>> BEGIN Source material
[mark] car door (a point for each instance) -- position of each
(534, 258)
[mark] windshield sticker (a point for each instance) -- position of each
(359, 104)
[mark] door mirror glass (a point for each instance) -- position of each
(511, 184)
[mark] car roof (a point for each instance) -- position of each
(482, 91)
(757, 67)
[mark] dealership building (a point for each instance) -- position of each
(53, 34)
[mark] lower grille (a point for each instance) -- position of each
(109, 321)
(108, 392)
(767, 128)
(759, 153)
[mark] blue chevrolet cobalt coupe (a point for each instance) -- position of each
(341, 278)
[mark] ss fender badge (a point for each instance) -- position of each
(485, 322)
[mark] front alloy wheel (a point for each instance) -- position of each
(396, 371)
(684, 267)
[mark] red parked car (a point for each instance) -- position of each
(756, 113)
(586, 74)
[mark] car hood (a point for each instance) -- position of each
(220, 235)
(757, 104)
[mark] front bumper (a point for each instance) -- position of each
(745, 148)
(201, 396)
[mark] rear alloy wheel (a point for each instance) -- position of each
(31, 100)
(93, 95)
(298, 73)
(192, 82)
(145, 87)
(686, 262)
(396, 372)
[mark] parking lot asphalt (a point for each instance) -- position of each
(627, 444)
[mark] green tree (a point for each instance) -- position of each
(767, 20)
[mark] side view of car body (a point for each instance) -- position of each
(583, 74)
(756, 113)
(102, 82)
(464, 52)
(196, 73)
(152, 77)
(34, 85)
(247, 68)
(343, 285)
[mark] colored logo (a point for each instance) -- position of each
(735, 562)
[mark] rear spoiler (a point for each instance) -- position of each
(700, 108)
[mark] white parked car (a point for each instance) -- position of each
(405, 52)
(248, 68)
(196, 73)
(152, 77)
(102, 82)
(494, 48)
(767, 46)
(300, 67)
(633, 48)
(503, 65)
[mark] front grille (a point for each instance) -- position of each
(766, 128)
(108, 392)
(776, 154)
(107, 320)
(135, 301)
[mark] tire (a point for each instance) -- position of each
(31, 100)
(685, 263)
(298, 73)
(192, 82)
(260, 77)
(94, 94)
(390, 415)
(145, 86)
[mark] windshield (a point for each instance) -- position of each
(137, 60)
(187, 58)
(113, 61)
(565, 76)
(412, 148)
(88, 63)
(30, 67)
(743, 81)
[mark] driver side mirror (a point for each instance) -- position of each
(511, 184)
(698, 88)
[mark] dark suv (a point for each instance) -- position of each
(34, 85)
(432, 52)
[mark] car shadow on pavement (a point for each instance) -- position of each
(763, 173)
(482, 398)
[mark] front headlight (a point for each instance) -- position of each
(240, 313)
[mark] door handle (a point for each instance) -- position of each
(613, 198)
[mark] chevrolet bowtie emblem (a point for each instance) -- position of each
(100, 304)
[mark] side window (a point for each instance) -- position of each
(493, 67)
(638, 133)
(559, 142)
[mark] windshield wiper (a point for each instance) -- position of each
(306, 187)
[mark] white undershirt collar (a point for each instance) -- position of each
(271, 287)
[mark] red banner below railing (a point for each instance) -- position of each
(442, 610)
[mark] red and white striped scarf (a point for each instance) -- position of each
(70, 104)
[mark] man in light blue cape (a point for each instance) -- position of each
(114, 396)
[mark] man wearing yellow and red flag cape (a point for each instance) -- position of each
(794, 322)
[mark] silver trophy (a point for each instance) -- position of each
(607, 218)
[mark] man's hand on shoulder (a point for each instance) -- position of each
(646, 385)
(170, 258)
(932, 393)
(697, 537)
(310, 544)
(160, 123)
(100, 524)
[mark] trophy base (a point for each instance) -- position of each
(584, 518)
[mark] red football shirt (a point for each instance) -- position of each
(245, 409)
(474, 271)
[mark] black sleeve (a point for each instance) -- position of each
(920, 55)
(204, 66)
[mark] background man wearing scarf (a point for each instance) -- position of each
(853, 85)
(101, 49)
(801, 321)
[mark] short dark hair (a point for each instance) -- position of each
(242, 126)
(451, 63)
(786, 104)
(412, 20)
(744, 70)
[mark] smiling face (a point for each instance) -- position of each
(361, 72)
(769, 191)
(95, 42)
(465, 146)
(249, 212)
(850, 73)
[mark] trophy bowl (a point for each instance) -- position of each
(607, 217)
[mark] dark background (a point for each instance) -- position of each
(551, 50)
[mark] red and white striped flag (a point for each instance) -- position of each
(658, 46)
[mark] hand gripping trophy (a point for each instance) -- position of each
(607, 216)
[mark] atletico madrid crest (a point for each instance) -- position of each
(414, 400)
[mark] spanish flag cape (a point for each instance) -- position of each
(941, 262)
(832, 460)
>> END Source material
# Given exercise:
Each record above must be given again exactly.

# Response to the exercise:
[mark] car door (a point for each instance) -- position of each
(534, 258)
[mark] windshield sticker (a point for each instance) -- position of each
(359, 104)
[mark] door mirror glass (a point for each instance) -- position of each
(511, 184)
[mark] car roof (a point for each instance) -- position of each
(482, 91)
(757, 67)
[mark] dealership building (a point for each instance) -- position of each
(53, 34)
[mark] lower grille (a point for each instance) -- position of each
(109, 321)
(108, 392)
(767, 128)
(759, 153)
[mark] blue chevrolet cobalt coupe (a point for each instance) -- position of each
(341, 278)
[mark] ss fender badge (a point for each instance) -- position of each
(485, 322)
[mark] front alloy wheel (a point for each instance) -- position of each
(396, 371)
(684, 267)
[mark] red parked car (a point for each instance) -- position of each
(756, 113)
(586, 74)
[mark] car hood (a point for each instance) -- position of each
(220, 235)
(757, 104)
[mark] front bumper (a point for each instance) -- position of each
(745, 148)
(201, 396)
[mark] rear alloy wheel (a point for each instance) -- position of each
(31, 100)
(93, 95)
(298, 73)
(192, 82)
(145, 87)
(686, 262)
(396, 372)
[mark] parking lot asphalt (a point for each instance) -- position of each
(627, 444)
[mark] green tree (a point for each instance) -- position of each
(767, 20)
[mark] side view of car body (a point for each instance) -- position of each
(583, 74)
(756, 113)
(102, 82)
(464, 52)
(196, 73)
(152, 77)
(34, 85)
(247, 68)
(343, 285)
[mark] colored logo (a point for each instance) -- position of each
(735, 562)
[mark] rear spoiler (a point for each instance) -- position of each
(700, 108)
[mark] white parked car (a point for each instance) -- position of each
(405, 52)
(248, 68)
(196, 73)
(152, 77)
(102, 82)
(494, 48)
(767, 46)
(300, 67)
(633, 48)
(503, 65)
[mark] front grille (a point for each instance) -- position of each
(766, 128)
(108, 392)
(776, 154)
(107, 320)
(135, 301)
[mark] tire (a point for each instance) -- position of each
(31, 100)
(685, 263)
(298, 73)
(192, 82)
(260, 77)
(94, 94)
(390, 415)
(145, 86)
[mark] windshield (a point for each instance) -- position of each
(137, 60)
(187, 58)
(113, 61)
(565, 76)
(412, 148)
(88, 63)
(30, 67)
(743, 81)
[mark] driver side mirror (a point for each instance) -- position of each
(511, 184)
(698, 88)
[mark] dark suv (a point for each instance) -- position of each
(34, 85)
(432, 52)
[mark] car shadow on pavement (a point for each instance) -- position of each
(763, 173)
(482, 398)
[mark] front headlight (a point for each instance) -- position of each
(240, 313)
[mark] door handle (a point for each instance) -- position of each
(613, 198)
[mark] chevrolet bowtie emblem (a point for each instance) -- position of each
(100, 304)
[mark] side window (a point for each instance) -- position of each
(493, 67)
(638, 133)
(559, 142)
[mark] windshield wiper (a point for each instance) -- position of each
(306, 187)
[mark] white undershirt collar (a point for each instance) -- position of each
(271, 287)
[mark] red banner below railing (a point for each instance) -- position of each
(442, 610)
[mark] red and white striped scarf (a point for each instance) -- position of each
(70, 104)
[mark] man in light blue cape (a point for each instance) -- position of each
(114, 396)
[mark] man wearing yellow and red flag cape (a point for each instance) -- position of each
(794, 322)
[mark] silver trophy (a point for each instance) -- position of each
(607, 218)
[mark] man's hand on shoulder (a point for each instance) -- position of each
(646, 385)
(170, 258)
(932, 393)
(697, 537)
(310, 544)
(160, 123)
(100, 524)
[mark] trophy base (a point for each instance) -- position of each
(584, 518)
[mark] red football shirt (a point for each instance) -- position of each
(245, 409)
(474, 271)
[mark] black sleeve (a point for each instance) -- position of each
(920, 55)
(204, 66)
[mark] background man wearing scarf (a point for each instance) -- position of each
(853, 85)
(101, 49)
(801, 321)
[mark] short dark hair (a point for each instance) -- position of each
(242, 126)
(451, 63)
(786, 104)
(412, 20)
(744, 70)
[mark] smiling face (a point for each instance) -- position of each
(361, 72)
(769, 191)
(95, 42)
(465, 146)
(249, 212)
(850, 73)
[mark] trophy bowl (a point for each instance) -- position of each
(607, 217)
[mark] dark background (a point for each instance) -- position of each
(551, 50)
[mark] red and white striped flag (a point for each instance) -- position of each
(658, 46)
[mark] hand gripping trophy (a point for each instance) -- position of each
(607, 216)
[mark] atletico madrid crest (a point for each instance) -- position of each
(414, 400)
[mark] spanish flag cape (a point for each instance) -- position of each
(941, 262)
(832, 460)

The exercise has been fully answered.